Stored items:
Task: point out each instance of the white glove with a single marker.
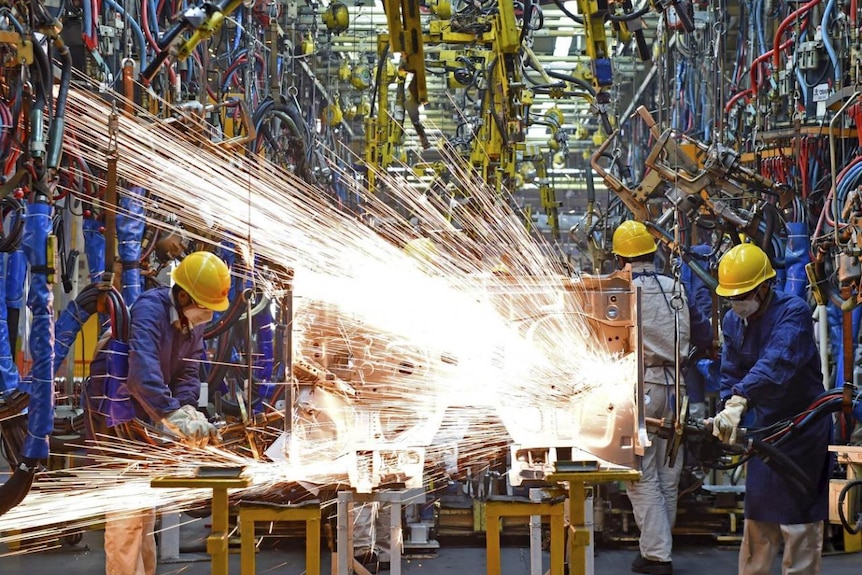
(191, 425)
(697, 411)
(727, 420)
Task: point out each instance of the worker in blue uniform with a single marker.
(165, 349)
(770, 366)
(666, 323)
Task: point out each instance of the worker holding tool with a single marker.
(770, 366)
(666, 333)
(165, 349)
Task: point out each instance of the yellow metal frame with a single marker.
(217, 542)
(249, 514)
(405, 36)
(579, 533)
(495, 510)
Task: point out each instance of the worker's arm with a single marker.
(779, 357)
(187, 382)
(146, 339)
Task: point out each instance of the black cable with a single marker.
(631, 16)
(565, 11)
(854, 529)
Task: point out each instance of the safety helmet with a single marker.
(742, 269)
(632, 239)
(205, 277)
(336, 17)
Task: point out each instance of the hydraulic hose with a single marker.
(18, 486)
(58, 122)
(851, 529)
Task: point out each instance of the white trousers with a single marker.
(654, 499)
(762, 540)
(371, 529)
(130, 546)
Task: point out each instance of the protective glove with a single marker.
(191, 425)
(697, 411)
(727, 420)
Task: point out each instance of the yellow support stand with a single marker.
(250, 513)
(579, 533)
(495, 510)
(217, 542)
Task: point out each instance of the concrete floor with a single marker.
(88, 558)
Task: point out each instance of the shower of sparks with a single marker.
(443, 346)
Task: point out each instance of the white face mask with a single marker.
(197, 316)
(745, 308)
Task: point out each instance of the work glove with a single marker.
(697, 411)
(727, 420)
(191, 426)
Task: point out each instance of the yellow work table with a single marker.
(219, 481)
(579, 533)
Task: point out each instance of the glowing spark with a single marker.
(439, 349)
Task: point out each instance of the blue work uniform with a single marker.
(773, 362)
(164, 362)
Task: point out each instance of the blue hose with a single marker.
(827, 42)
(40, 421)
(16, 273)
(8, 369)
(68, 326)
(796, 257)
(119, 408)
(139, 34)
(130, 233)
(94, 247)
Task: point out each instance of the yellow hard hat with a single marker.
(336, 17)
(205, 277)
(632, 239)
(742, 269)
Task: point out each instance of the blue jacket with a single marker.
(774, 363)
(164, 362)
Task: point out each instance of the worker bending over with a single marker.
(165, 351)
(664, 310)
(770, 366)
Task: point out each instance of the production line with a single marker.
(391, 277)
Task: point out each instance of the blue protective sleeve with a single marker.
(130, 233)
(67, 328)
(40, 421)
(8, 369)
(16, 272)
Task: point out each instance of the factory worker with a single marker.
(165, 349)
(770, 366)
(663, 307)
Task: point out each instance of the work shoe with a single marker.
(371, 562)
(644, 565)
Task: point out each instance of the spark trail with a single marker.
(472, 339)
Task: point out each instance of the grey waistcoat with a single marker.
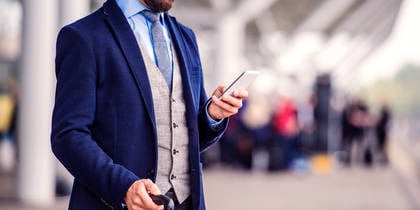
(172, 131)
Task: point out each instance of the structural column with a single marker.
(36, 175)
(71, 10)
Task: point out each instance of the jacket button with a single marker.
(175, 125)
(175, 151)
(151, 173)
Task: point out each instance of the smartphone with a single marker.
(241, 82)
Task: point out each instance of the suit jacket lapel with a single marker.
(131, 50)
(184, 63)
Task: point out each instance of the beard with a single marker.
(159, 5)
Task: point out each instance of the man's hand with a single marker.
(137, 197)
(228, 105)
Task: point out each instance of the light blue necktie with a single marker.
(160, 46)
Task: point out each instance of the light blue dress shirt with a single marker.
(142, 30)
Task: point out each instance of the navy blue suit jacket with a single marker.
(103, 128)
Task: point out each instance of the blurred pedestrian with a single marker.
(381, 128)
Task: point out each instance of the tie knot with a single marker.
(151, 16)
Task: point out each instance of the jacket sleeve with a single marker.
(73, 116)
(208, 134)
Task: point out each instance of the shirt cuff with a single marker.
(213, 123)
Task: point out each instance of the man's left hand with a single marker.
(228, 105)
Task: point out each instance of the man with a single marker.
(131, 114)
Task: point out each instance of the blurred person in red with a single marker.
(286, 129)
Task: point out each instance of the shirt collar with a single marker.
(132, 7)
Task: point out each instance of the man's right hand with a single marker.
(137, 197)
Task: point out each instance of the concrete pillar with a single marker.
(36, 179)
(71, 10)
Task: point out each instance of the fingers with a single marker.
(138, 198)
(228, 104)
(219, 90)
(151, 187)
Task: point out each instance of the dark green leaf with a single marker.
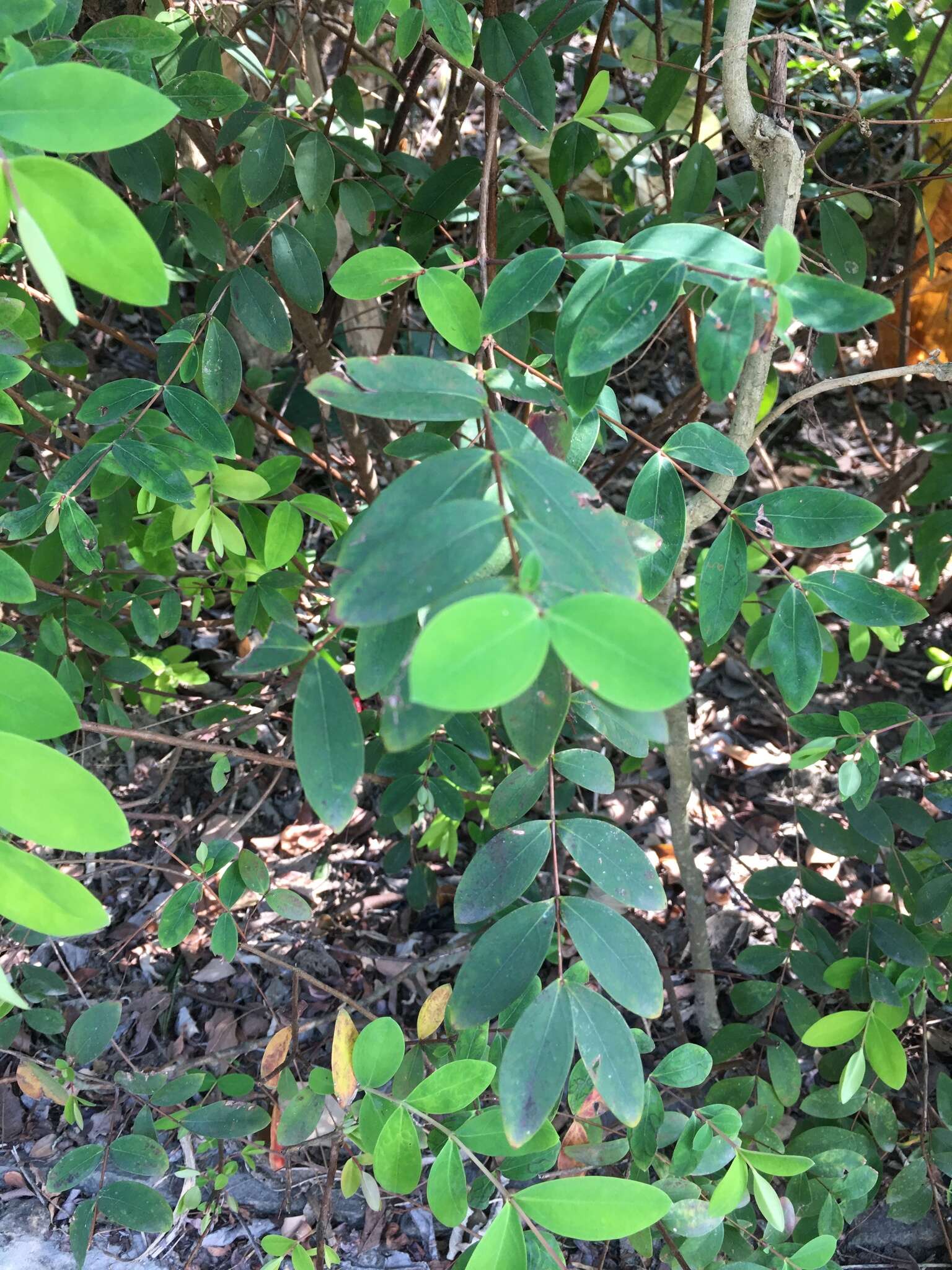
(501, 964)
(656, 500)
(813, 517)
(501, 870)
(259, 310)
(519, 286)
(861, 600)
(795, 648)
(528, 1090)
(832, 306)
(614, 860)
(328, 744)
(723, 584)
(621, 321)
(610, 1053)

REQUIREMENTS:
Copy out the material from the line with "Task: point out each instance of the suit" up to and including its last line, keeping the instruction lines and shifting each point's two coordinates by adding 35 to both. Leave out the pictures.

CORRECT RESPONSE:
Task: point out each instance of the suit jacket lapel with a single marker.
(166, 85)
(219, 98)
Task: point out each instance of the beard with a single marker.
(194, 40)
Task: point out each instance of the man's hand with a single marker.
(172, 232)
(263, 140)
Task: point out each instance of the light blue necktie with a single marker.
(195, 81)
Task: point out each instance of the light blue dress shirt with a single marker.
(177, 65)
Task: point out each instance of the navy blue suit jacket with a single marker.
(138, 163)
Task: point out each instance of the blurred pedestrian with a single marker.
(416, 163)
Task: point out each instance of the tie knot with a single marker.
(186, 51)
Task: point out each instance of the jacket sleeve with a single marker.
(108, 151)
(243, 169)
Task: point out each instance of the shirt cuff with a single marker.
(248, 158)
Task: point out each instance of the man's left hand with a single marker.
(263, 140)
Task: point out each instance of the man with a single marker.
(166, 149)
Task: point out each instance of the blurred person in red with a single marker.
(321, 164)
Task: point out each instance of the shirt collar with a single marker.
(167, 42)
Task: point out each instance of the man's right hand with a single marker.
(172, 232)
Task: point out each instance of the concrete pillar with a single marker.
(71, 214)
(106, 45)
Task: point out each instance of the fingers with a single marker.
(173, 233)
(263, 139)
(254, 125)
(186, 222)
Task: point out each instance of the dark green leaf with a single marker.
(536, 999)
(691, 535)
(848, 552)
(536, 905)
(294, 345)
(554, 321)
(896, 635)
(830, 683)
(563, 1125)
(867, 341)
(649, 895)
(363, 779)
(758, 619)
(656, 356)
(645, 1088)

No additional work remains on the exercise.